[Image point grounding data]
▼

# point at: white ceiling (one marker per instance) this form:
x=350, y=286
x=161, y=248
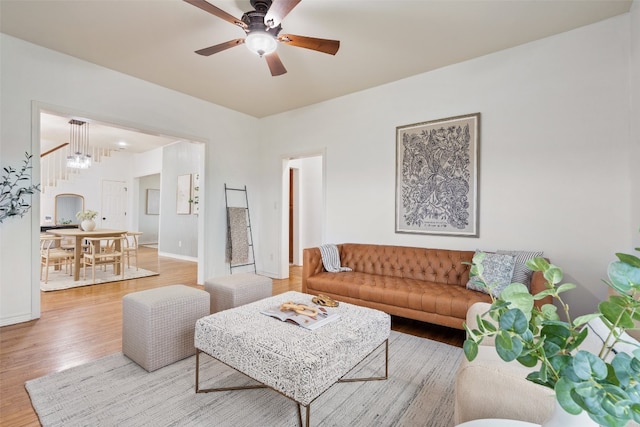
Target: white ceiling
x=381, y=41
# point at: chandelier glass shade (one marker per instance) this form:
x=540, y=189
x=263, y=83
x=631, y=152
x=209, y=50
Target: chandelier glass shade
x=79, y=157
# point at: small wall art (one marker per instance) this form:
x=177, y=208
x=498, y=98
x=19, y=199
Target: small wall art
x=183, y=206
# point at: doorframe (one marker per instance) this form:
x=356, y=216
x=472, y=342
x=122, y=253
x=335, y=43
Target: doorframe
x=284, y=203
x=38, y=107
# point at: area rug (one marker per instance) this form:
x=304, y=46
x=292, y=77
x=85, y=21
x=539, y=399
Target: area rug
x=115, y=391
x=60, y=280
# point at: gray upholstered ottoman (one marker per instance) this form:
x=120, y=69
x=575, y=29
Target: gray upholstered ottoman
x=237, y=289
x=158, y=324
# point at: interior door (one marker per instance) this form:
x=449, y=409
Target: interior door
x=114, y=205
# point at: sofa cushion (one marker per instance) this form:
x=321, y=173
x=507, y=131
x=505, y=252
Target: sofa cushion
x=498, y=269
x=522, y=273
x=431, y=297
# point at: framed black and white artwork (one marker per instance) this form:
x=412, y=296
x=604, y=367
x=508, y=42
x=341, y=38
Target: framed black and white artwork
x=437, y=166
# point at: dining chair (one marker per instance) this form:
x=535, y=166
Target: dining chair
x=51, y=254
x=99, y=254
x=131, y=246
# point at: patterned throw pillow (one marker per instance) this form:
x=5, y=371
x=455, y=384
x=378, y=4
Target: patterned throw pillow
x=521, y=273
x=498, y=270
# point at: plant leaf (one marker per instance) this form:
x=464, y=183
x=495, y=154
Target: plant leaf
x=563, y=390
x=470, y=348
x=587, y=365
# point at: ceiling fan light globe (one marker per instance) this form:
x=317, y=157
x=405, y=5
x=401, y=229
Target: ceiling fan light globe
x=260, y=43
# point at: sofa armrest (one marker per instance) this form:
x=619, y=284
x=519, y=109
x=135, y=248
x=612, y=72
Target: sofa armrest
x=538, y=284
x=311, y=265
x=488, y=387
x=477, y=309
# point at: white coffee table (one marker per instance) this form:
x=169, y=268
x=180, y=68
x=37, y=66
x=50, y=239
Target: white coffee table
x=290, y=359
x=493, y=422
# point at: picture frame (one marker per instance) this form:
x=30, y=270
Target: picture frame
x=195, y=194
x=183, y=195
x=437, y=171
x=153, y=201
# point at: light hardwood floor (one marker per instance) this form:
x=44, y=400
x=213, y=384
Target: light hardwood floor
x=83, y=324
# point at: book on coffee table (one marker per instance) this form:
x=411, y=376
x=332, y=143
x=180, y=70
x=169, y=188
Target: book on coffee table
x=323, y=317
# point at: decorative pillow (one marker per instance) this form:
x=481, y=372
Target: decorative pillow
x=498, y=269
x=521, y=273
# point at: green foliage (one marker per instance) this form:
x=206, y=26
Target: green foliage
x=14, y=187
x=88, y=214
x=606, y=387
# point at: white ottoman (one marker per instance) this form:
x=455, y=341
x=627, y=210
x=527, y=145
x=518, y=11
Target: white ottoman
x=237, y=289
x=158, y=324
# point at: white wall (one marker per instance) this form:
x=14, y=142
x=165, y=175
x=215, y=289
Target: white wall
x=148, y=224
x=311, y=203
x=634, y=74
x=554, y=143
x=178, y=232
x=32, y=73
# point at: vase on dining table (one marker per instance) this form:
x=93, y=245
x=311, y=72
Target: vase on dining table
x=88, y=224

▲

Exercise instructions
Restate word for word the entries above, starting at the line with "Target: dining chair" and ending at the line with "x=180, y=68", inclusive, and no others.

Answer space
Target: dining chair
x=51, y=254
x=99, y=254
x=131, y=246
# point at: patterned throw pillow (one marker per instance) this form:
x=5, y=371
x=455, y=384
x=378, y=4
Target: patterned throw pillow
x=521, y=273
x=498, y=270
# point at: plant leaf (one marker per instance) this form:
x=464, y=183
x=495, y=154
Target: plant leaf
x=563, y=390
x=470, y=348
x=587, y=365
# point at: ceiling fan light globe (one marker per instance) this form:
x=317, y=157
x=405, y=5
x=401, y=229
Target: ceiling fan light globe
x=260, y=43
# point at: sofa armrest (one marker per instance) this form:
x=619, y=284
x=519, y=109
x=135, y=248
x=612, y=72
Target: sofa armrest
x=538, y=284
x=311, y=265
x=488, y=387
x=477, y=309
# point at: white coffee table (one marker per instance) this form:
x=169, y=268
x=180, y=68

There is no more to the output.